GIVEN PROBLEM
Turn every line below into a JSON list of strings, one string per line, and leave out any blank lines.

Lines from a data source
-=-=-=-=-

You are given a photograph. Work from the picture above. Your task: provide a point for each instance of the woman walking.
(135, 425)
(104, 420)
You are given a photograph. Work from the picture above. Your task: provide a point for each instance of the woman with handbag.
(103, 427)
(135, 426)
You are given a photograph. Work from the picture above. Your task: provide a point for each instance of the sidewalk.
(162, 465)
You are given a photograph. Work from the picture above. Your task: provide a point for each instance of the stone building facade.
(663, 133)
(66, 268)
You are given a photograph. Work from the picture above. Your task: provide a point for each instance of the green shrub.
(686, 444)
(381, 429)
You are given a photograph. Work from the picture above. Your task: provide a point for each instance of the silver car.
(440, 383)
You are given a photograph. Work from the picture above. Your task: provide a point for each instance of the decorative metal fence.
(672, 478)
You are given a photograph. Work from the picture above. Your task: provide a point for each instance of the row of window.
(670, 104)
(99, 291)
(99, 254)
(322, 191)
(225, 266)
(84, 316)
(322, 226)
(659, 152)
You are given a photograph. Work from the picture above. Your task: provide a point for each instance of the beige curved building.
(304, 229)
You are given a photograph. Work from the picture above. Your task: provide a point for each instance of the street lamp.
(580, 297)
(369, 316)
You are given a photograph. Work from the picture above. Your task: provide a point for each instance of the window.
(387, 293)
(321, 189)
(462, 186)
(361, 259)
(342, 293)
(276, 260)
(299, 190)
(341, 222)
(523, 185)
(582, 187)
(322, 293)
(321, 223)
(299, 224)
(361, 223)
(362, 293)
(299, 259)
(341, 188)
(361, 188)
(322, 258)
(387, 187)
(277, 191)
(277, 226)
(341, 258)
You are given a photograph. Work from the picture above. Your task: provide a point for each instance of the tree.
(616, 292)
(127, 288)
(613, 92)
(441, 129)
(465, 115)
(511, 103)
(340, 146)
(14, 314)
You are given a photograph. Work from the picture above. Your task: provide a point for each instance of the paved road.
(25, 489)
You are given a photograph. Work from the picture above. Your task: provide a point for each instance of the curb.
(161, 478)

-=-=-=-=-

RESULT FOR THIS EXERCISE
[
  "You are given a photograph. Work from the picture above. Your task: provide a point for each instance of the woman walking.",
  "(135, 425)",
  "(104, 420)",
  "You are given a photograph. Work from the picture above. Your task: provide a point for each instance of the woman with handbag.",
  "(103, 427)",
  "(135, 426)",
  "You are given a photograph. Work from the picture above. Your task: provide a point for each instance of the sidewalk.",
  "(162, 465)",
  "You are given a photograph. Work from the picture above. Your task: provide a point for each instance of the stone building facade.",
  "(663, 133)",
  "(66, 268)",
  "You are given a photograph. Work from the picture above. Your task: provide a point for each instance of the green shrub.",
  "(686, 444)",
  "(381, 429)",
  "You are given a photograph. Work from the picture above. Your task: provide a point for each instance of the silver car.",
  "(440, 383)",
  "You are given a photograph. Work from the picture above. Your task: provide a point for each instance of the decorative metal fence.",
  "(672, 478)",
  "You are given a photograph. Work from the picture above. Your task: provide a point for each instance of the row of window.",
  "(670, 104)",
  "(99, 291)",
  "(99, 254)",
  "(322, 191)",
  "(225, 266)",
  "(84, 316)",
  "(322, 226)",
  "(659, 152)",
  "You are given a photograph. Work from the picture above. Your task: provide a point for each instance of the beige curved building.",
  "(304, 229)",
  "You are given a photograph. Work from the picture above. Your task: provide a point for each instance of the street lamp.",
  "(580, 297)",
  "(369, 316)",
  "You are given a photograph. Work from the picture above. Your task: provide a point for each instance of the window.",
  "(387, 293)",
  "(321, 189)",
  "(462, 186)",
  "(361, 259)",
  "(342, 293)",
  "(276, 260)",
  "(299, 190)",
  "(341, 222)",
  "(523, 185)",
  "(582, 187)",
  "(322, 293)",
  "(321, 223)",
  "(299, 224)",
  "(361, 223)",
  "(362, 293)",
  "(299, 259)",
  "(341, 188)",
  "(361, 188)",
  "(322, 258)",
  "(387, 187)",
  "(277, 191)",
  "(277, 226)",
  "(341, 258)",
  "You are given a photograph. Work from the picture above. Your task: provide a point for each instance of the tree.",
  "(616, 292)",
  "(127, 288)",
  "(613, 92)",
  "(441, 129)",
  "(465, 115)",
  "(511, 103)",
  "(340, 146)",
  "(14, 314)",
  "You are given a photograph. Work from the picture above. Your task: provide a point for each instance of the paved road.",
  "(25, 489)",
  "You are given a photograph. Work from the picture above. Your task: provide a point for each instance of the curb.",
  "(161, 478)"
]